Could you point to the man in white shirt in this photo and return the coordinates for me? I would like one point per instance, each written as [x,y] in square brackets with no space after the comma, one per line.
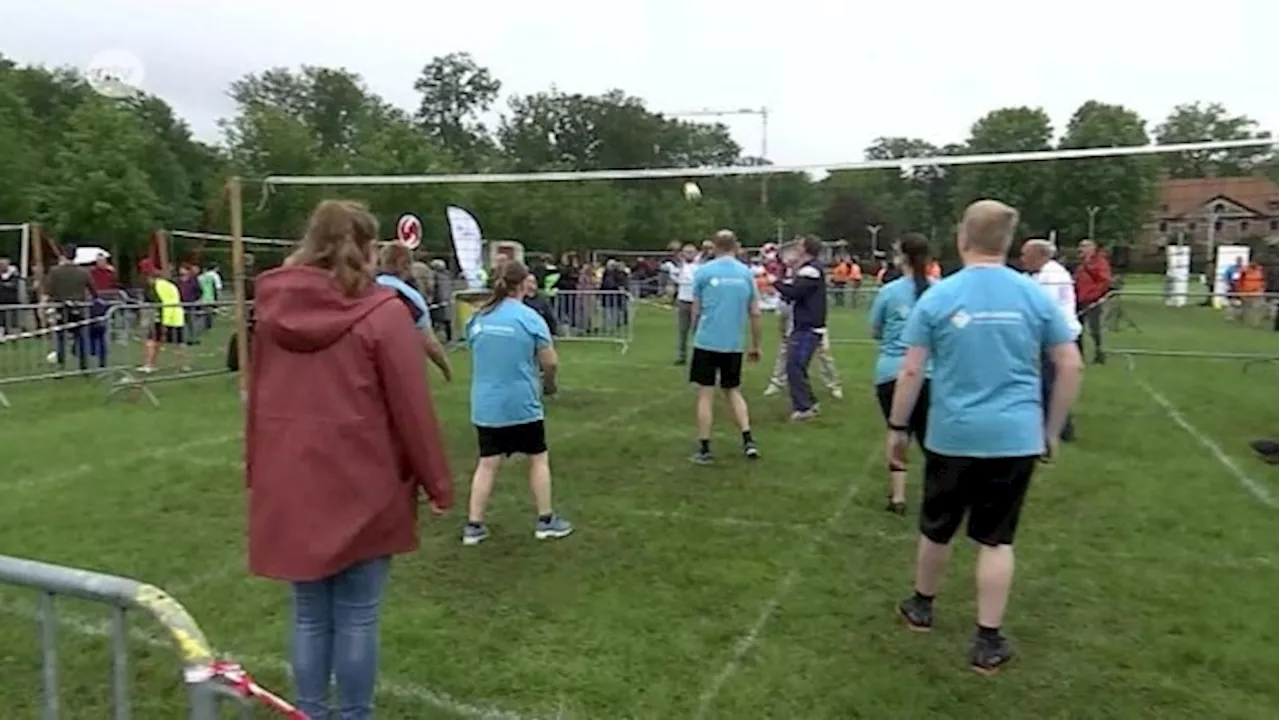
[686,267]
[1037,259]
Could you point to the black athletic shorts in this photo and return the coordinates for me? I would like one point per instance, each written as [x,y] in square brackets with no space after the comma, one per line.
[991,490]
[708,365]
[529,438]
[168,335]
[919,418]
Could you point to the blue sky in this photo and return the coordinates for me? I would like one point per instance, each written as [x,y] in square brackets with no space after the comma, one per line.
[833,73]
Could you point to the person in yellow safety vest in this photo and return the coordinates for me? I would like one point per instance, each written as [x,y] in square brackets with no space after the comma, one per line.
[170,319]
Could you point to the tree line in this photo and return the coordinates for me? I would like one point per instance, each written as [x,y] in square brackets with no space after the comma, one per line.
[92,168]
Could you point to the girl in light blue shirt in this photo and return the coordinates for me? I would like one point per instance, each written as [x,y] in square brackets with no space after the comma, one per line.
[890,310]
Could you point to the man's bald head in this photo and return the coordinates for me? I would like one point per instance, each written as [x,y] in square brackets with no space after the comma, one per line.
[725,242]
[1036,253]
[987,228]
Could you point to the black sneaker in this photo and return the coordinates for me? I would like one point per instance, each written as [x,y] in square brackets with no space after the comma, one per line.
[918,614]
[990,655]
[1266,446]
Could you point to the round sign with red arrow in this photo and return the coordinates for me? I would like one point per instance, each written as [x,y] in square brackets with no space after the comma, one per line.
[408,231]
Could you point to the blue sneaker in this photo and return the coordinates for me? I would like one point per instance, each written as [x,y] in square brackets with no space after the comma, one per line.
[553,528]
[475,534]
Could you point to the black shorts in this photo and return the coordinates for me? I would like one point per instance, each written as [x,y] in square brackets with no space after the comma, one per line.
[708,365]
[529,438]
[168,335]
[991,490]
[919,419]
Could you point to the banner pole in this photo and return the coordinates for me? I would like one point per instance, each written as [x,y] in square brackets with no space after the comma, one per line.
[236,209]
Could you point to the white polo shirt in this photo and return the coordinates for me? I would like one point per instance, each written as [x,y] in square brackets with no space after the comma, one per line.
[1060,287]
[685,281]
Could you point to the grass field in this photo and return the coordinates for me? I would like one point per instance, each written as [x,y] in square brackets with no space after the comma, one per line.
[1148,559]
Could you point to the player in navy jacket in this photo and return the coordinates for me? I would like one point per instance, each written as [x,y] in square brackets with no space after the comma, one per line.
[807,291]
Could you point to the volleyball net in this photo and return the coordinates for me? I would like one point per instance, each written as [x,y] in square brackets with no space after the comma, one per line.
[1134,302]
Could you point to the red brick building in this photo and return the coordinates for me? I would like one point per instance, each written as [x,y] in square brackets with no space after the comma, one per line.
[1235,210]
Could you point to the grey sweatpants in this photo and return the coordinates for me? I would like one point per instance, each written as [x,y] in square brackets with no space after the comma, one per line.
[826,363]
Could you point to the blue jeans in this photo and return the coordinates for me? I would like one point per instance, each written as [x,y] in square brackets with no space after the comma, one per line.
[336,637]
[801,343]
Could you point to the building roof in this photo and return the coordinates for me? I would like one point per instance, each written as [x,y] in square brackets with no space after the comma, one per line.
[1180,197]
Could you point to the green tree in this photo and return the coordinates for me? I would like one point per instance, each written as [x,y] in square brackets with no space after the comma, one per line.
[1106,197]
[1198,122]
[96,187]
[1025,186]
[456,91]
[21,159]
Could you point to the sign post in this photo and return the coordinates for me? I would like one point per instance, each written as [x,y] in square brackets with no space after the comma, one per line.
[408,231]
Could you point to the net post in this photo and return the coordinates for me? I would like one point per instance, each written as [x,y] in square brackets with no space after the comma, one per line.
[37,258]
[161,244]
[236,209]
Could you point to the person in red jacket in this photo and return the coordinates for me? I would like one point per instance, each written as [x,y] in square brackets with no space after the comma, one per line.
[341,437]
[1092,283]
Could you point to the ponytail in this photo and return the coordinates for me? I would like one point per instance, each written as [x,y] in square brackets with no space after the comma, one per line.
[506,285]
[915,255]
[338,240]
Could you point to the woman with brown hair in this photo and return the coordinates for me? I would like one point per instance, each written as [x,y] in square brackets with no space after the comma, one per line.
[341,438]
[510,343]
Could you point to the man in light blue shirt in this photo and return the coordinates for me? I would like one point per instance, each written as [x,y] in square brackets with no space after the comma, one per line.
[986,329]
[511,355]
[394,264]
[725,306]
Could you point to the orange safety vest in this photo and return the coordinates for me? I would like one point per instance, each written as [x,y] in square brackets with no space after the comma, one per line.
[1252,281]
[842,272]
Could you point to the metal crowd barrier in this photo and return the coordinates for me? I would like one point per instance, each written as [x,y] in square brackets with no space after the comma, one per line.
[581,315]
[208,680]
[1134,322]
[106,342]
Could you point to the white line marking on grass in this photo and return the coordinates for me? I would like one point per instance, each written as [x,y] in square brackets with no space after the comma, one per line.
[1258,490]
[85,469]
[388,687]
[676,516]
[752,636]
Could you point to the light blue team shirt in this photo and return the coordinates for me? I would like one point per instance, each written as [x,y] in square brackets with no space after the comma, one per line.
[986,329]
[506,384]
[423,319]
[725,290]
[890,310]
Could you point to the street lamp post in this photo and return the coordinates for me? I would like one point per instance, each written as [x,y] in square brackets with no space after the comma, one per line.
[1093,213]
[874,233]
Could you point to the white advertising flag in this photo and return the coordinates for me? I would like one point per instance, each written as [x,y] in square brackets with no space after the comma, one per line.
[1176,274]
[467,240]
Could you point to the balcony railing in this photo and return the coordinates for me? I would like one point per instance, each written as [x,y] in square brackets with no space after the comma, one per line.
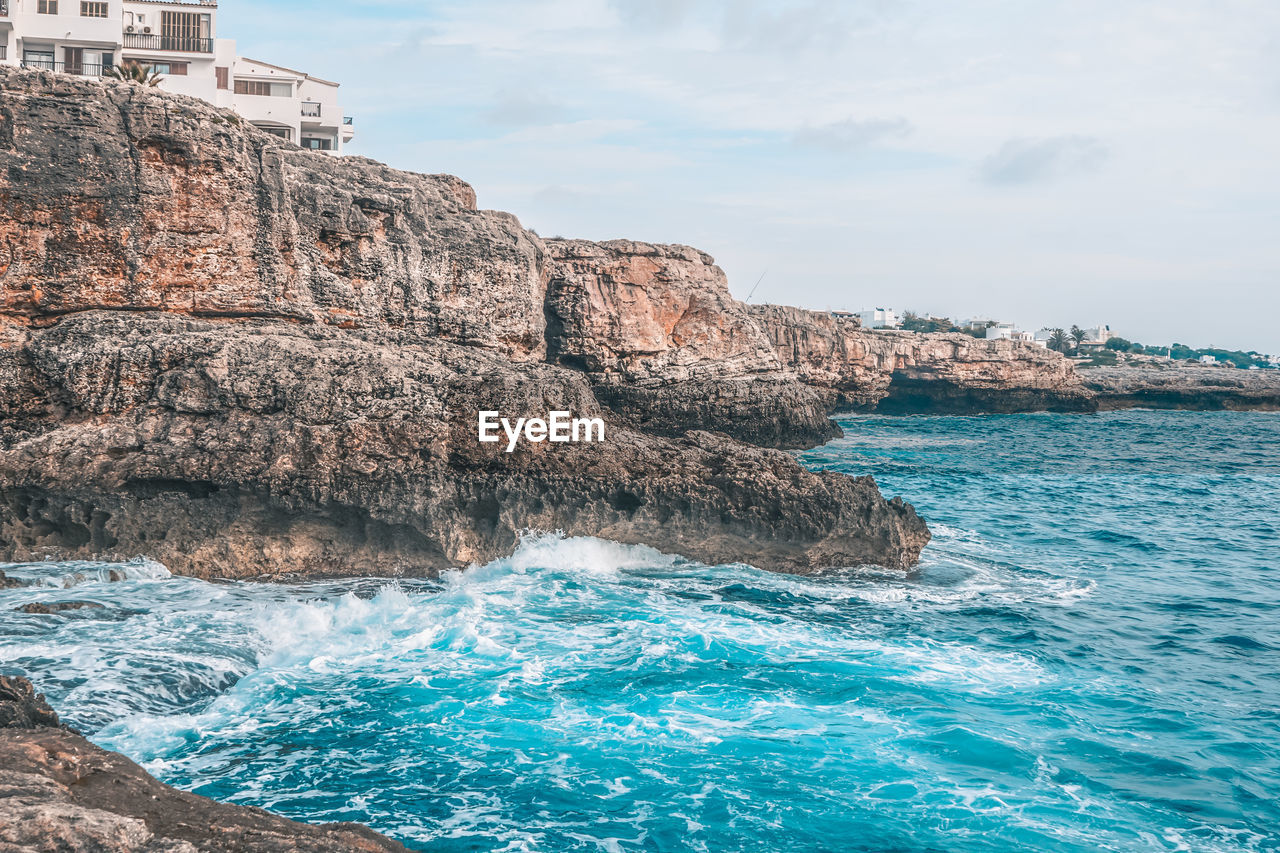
[181,44]
[80,69]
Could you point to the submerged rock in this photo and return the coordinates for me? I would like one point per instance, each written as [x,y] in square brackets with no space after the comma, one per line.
[59,792]
[46,609]
[242,359]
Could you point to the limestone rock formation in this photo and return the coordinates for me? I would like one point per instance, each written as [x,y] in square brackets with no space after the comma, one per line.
[664,343]
[1184,386]
[62,793]
[909,373]
[245,359]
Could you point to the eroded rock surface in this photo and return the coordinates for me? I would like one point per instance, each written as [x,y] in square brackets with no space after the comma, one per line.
[242,359]
[666,345]
[59,793]
[1184,386]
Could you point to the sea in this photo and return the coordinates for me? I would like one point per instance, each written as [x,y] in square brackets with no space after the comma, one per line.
[1087,658]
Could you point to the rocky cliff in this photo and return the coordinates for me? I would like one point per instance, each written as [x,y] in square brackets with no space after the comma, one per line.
[1156,384]
[908,373]
[60,793]
[245,359]
[663,342]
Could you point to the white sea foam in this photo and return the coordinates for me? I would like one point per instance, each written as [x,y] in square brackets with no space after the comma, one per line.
[64,575]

◆ Activity:
Now transcribe all the entries above exactly, so that no picture is carried over.

◆ Exercise solution:
Could you point to the man in white shirt in this photo and return the coordinates for me? I would like one point per instance, each written as [x,y] in square brackets with no space after the comma, one per line.
[686,267]
[1037,259]
Could you point to the black athletic shorts in this photo and return the coordinates for me? I would like one point per instance, each written as [x,y] in square brackets with no space after the comma, one per line.
[991,490]
[708,365]
[529,438]
[168,335]
[919,418]
Could you point to the blue sky in this photo and return the coordinates for me? I would like one point per instance, each written as [x,y] in square brackets with no space after the comma, one per line.
[833,73]
Could you point to the person in yellow safety vest in this photo and return the coordinates for me? I would like one point per instance, each written as [x,y] in square brackets with no space after the comma, one per line.
[170,319]
Could you point to the tree line in this photo and return the coordinates for me? I would like one point per instance, each written as [x,y] in square brackets with no space after the comma, one per line.
[92,168]
Could you point to the girl in light blue shirt in this photo and return the coordinates for me? I would like one point per instance, each written as [x,y] in square brackets with no space after the comma, one per line.
[890,310]
Could you point to the man's bald head in this photo and return the coordinates for me? I would like one point per instance, each written as [x,y] in square brackets with no space after the comma, one per line.
[725,242]
[1036,253]
[987,228]
Could you point to the black sneaker in this photo and return the coordinates for me? I would like one point per instance, each written as [x,y] in square brackets with no space after the comma, one per line.
[918,614]
[990,655]
[1266,446]
Could you point to the round sign with red arrow in this photo and return the coordinates for me? I would like one point per instance, each written as [x,y] in square brackets with no space after the comma, one per line.
[408,231]
Could you point to the blue sneaker in this photo and return the coordinates for me? I would like one point per instance, each written as [x,y] in square brackets with no space after the comma, one per line.
[553,528]
[475,534]
Could you point to the black shorts in this photo and return the coordinates for me? I would like one point per instance, each written as [x,y] in square brackets with no space after the comma, one per line.
[708,365]
[529,438]
[168,335]
[991,490]
[919,419]
Could you point to the banner pole in this photo and return the coordinates for me? I would like one point per instance, each written as [x,y] in square brackets with no space after the comma, one per line.
[236,209]
Could you point to the white polo shirt in this photo and return the coordinates for me? I would like one point per instance, each written as [x,y] in square brackets with no space after the comma, one per line.
[1060,287]
[685,281]
Could you point to the grass field in this photo and return the coordinates for me? I would like one point per instance, each written as [x,y] in square brackets with no space after the comma, one per line.
[1148,559]
Could you point to the player in navy jacket in this photo and return the coordinates for me? I would like one point per instance, each written as [x,y] in square brackets with no space after the comma, one per line.
[807,291]
Could you point to the volleyball net in this photo and return the coordinates for me? I would like one point per instance, each written as [x,y] in square brackets with no space after the comma, one per line.
[1134,302]
Could you point to the red brick building in this photo and return the coordinates for me? I would like one point per instance, each written as [x,y] in square brackets with no space after the comma, one per line.
[1235,210]
Could you point to the grey sweatpants in this photo and return the coordinates for me? I would like one point per instance, each written as [x,y] in square brackets with no space after the comma, one per line.
[826,363]
Could you point to the blue jeans in this photo and return the coordinates for me? I would like one point per instance, each written as [x,y] in square brackets with no space after the comma, one per line.
[336,637]
[801,343]
Could you point to the building roof in this photo and return the coordinates for me? I would like one point per instance, each written as [x,y] in square brackets with no space after the comma, one per line.
[1180,197]
Could you point to the green tree in this photo and return the coordinates for me? I would like one point per instance, each written as [x,y] in square brackets with no space after the comma, one per line.
[1106,197]
[1198,122]
[96,187]
[1025,186]
[456,91]
[21,159]
Could you point to the sign post in this photo and return the coordinates for me? I would like one point per instance, each written as [x,y] in square brackets with no space after the comma, one per line.
[408,231]
Could you point to the net post in this photo and return the coordinates for me? I would like one point per instance, each written as [x,y] in square brackets with no space after the comma, one per line.
[37,258]
[161,244]
[236,209]
Could you point to the person in red jacket in this photo and return the coordinates for me? I would like one point per instance, each written as [x,y] in square brackets with no space after the comma, one per line.
[341,437]
[1092,283]
Could you point to the ponytail in this photo and return the coordinates for me? I would like one point per instance, each written as [x,y] in square brackets with no space after the comma, one per line.
[506,285]
[915,255]
[338,240]
Could you point to the woman with brown hair in this photo and return the coordinates for me? I would like one point per instance, each written as [x,y] in square brackets with no space after the comma, one per line.
[341,438]
[510,343]
Could you point to the man in light blue shirt in this photo and return the coordinates for me? I would like one point per instance, each written as [x,y] in square brackets with no space after the comma, one per line.
[986,329]
[511,355]
[394,264]
[725,306]
Could you point to the orange safety vest in this photo and return the coordinates for me? I would like one point per instance, each written as [x,y] in square brackets with no space after the comma, one per line.
[1252,281]
[842,272]
Could you point to the metal crowd barrier in this photo and return the coordinates for me? I would like one point per instance, each written as [x,y] in square brackets with no space after the comma, one per line.
[581,315]
[208,680]
[1134,322]
[106,342]
Could you point to the white line marking on grass in this photo and return the coordinates for me? I would like one point per instance, each written as [x,y] in square brackets with no space after the comma, one per line.
[1258,490]
[85,469]
[388,687]
[676,516]
[752,636]
Could you point to the light blue team shirt in this photo and return the coordinates for me? I would like one point per instance, each written as [x,y] in square brackets with no space after the comma, one per line.
[986,329]
[506,384]
[423,319]
[725,290]
[890,310]
Could you point to the street lamp post in this photo and return the coordinates for me? I would like one point per instance, each written as [x,y] in square brackets with no space after the comma, one per line.
[1093,213]
[874,233]
Could you point to the white advertising flag in this photo and return the coordinates for me? I would like one point per instance, each written as [x,y] in square brackets with no space after the comma, one per line.
[1176,274]
[467,240]
Could you point to the balcony railing in this photo and return the coordinates for me? I would like one point per instance, each written as [x,y] in square brackets with no space after the comma, one per line.
[181,44]
[80,69]
Could you point to the submerged rock in this photo and return the coordinates for me? I would like one point per instance, each written as [x,y] in square brackets with no space after the comma, one per line.
[59,792]
[46,609]
[242,359]
Could you point to the limestone rock formation in this photo and return the coordinates for me? I would like one point per instance, each written as [x,y] in square brackets with no space after the comma, one per line.
[664,343]
[1184,386]
[62,793]
[909,373]
[245,359]
Could you point to the eroded rock surface in this photo and return the coordinates for me? I would like one point per instance, each written as [x,y] in square brackets with no space after the comma, one per line.
[242,359]
[666,345]
[59,793]
[1184,386]
Could you point to the sea in this photo and return the coordinates for me? I would like one point per instance, each written as [x,y] in square brackets with no space after the comma, one per line.
[1087,658]
Could you point to the rocky cliff in this photo and return the coordinates for me? I would like one point per instance, each written as [x,y] in square brackets with no space after the comma, one per line.
[1156,384]
[908,373]
[60,793]
[245,359]
[663,342]
Could you point to the white sea foam in this photo and return the coordinates for me? I would like one point per instance, each written as [x,y] in square brackets with no space after the comma, one per line.
[64,575]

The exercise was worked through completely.